Request other users of Satellite Server or Capsule Server to save any changes and warn them that Satellite services are unavailable for the duration of the backup. Ensure no other tasks are scheduled for the same time as the backup.

  1. Ensure that your backup location has enough disk space to store the backup. For more information, see Section 8.1.1, “Estimating the size of a Backup”.
  2. Run the backup script:

    # foreman-maintain backup offline --skip-pulp-content /var/backup_directory

8.1.4. Performing an Incremental Backup

To Perform an Incremental Backup:

Use this procedure to perform an offline backup of any changes since a previous backup. Use a full backup as a reference to make the first incremental backup of a sequence. Keep at least the last known good full backup and a complete sequence of incremental backups to restore from.

Warning

Request other users of Satellite Server or Capsule Server to save any changes and warn them that Satellite services are unavailable for the duration of the backup. Ensure no other tasks are scheduled for the same time as the backup.

MATERIAL:

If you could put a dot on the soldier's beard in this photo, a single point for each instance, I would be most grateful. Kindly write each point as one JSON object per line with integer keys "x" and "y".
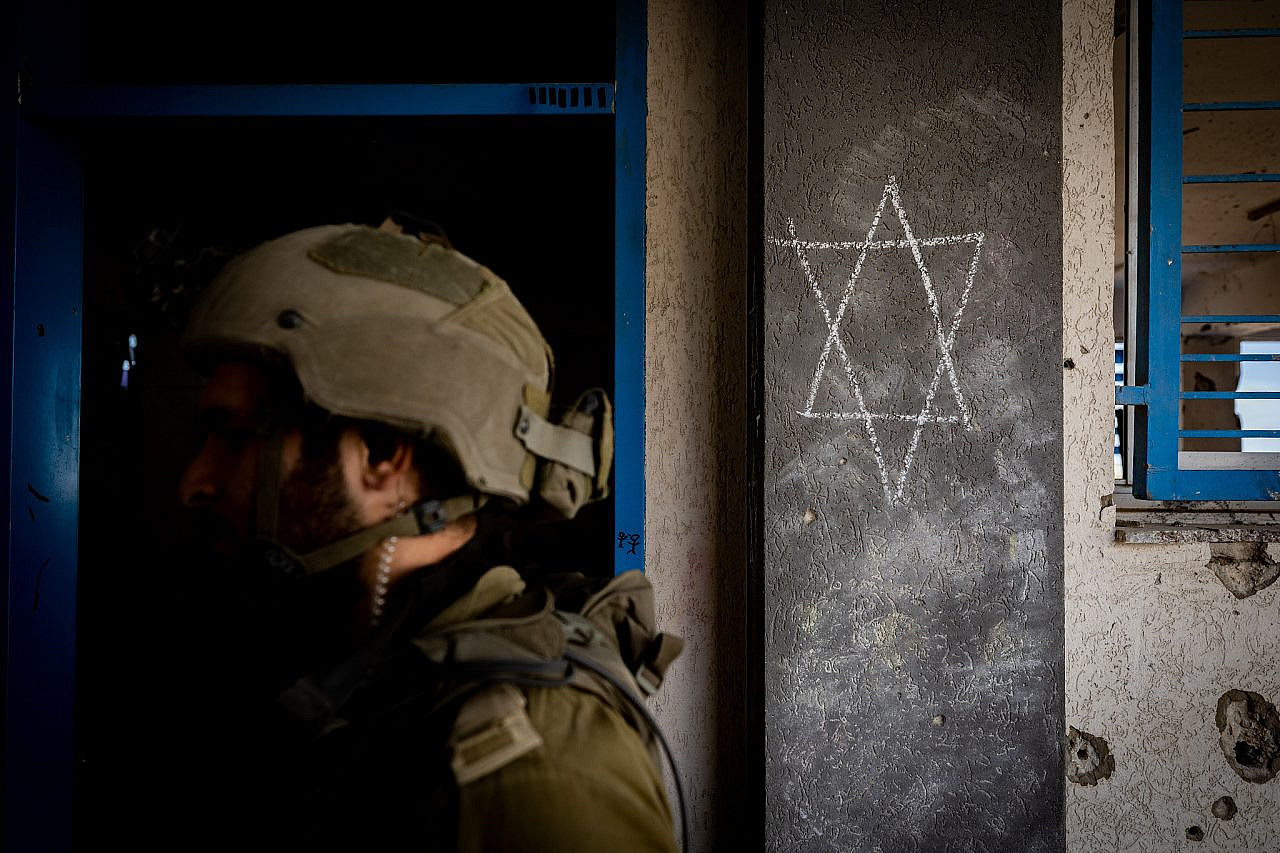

PROBLEM 1:
These questions are about the Satellite backup text above the data:
(a) Which command runs the backup script in the offline backup steps?
(b) Which section explains how to estimate the size of a backup?
(c) What should serve as the reference for the first incremental backup of a sequence?
PROBLEM 2: Carry on the Satellite backup text from its final sentence.

REPLY 1:
(a) # foreman-maintain backup offline --skip-pulp-content /var/backup_directory
(b) Section 8.1.1, "Estimating the size of a Backup"
(c) A full backup

REPLY 2:
  1. Ensure your backup location has enough disk space to store the backup. For more information, see Section 8.1.1, “Estimating the size of a Backup”.
  2. Create a full backup:

    # foreman-maintain backup offline  /var/backup_directory
  3. Run the backup script with the --incremental argument. This creates a directory within your backup directory to store the first incremental back up.

    # foreman-maintain backup offline --incremental /var/backup_directory/full_backup  /var/backup_directory
  4. Run the backup script again to create the second incremental backup. Point to your first incremental backup to indicate the starting point for the next increment. This creates a directory for the second incremental backup in your backup directory.

    # foreman-maintain backup offline --incremental /var/backup_directory/first_incremental_backup  /var/backup_directory

    If you want to point to a different version of the backup, and make a series of increments with that version of the backup as the starting point, you can do this at any time. For example, if you want to make a new incremental backup from the full backup rather than the first or second incremental backup, point to the full backup directory:

    # foreman-maintain backup offline --incremental /var/backup_directory/full_backup  /var/backup_directory

8.1.5. Example of a Weekly Full Backup Followed by Daily Incremental Backups

A Weekly Full Backup Followed by Daily Incremental Backups

The script makes a full backup on a Sunday and incremental backups of the following days. Each day that a backup is made, a new subdirectory is created. This script requires a daily cron job.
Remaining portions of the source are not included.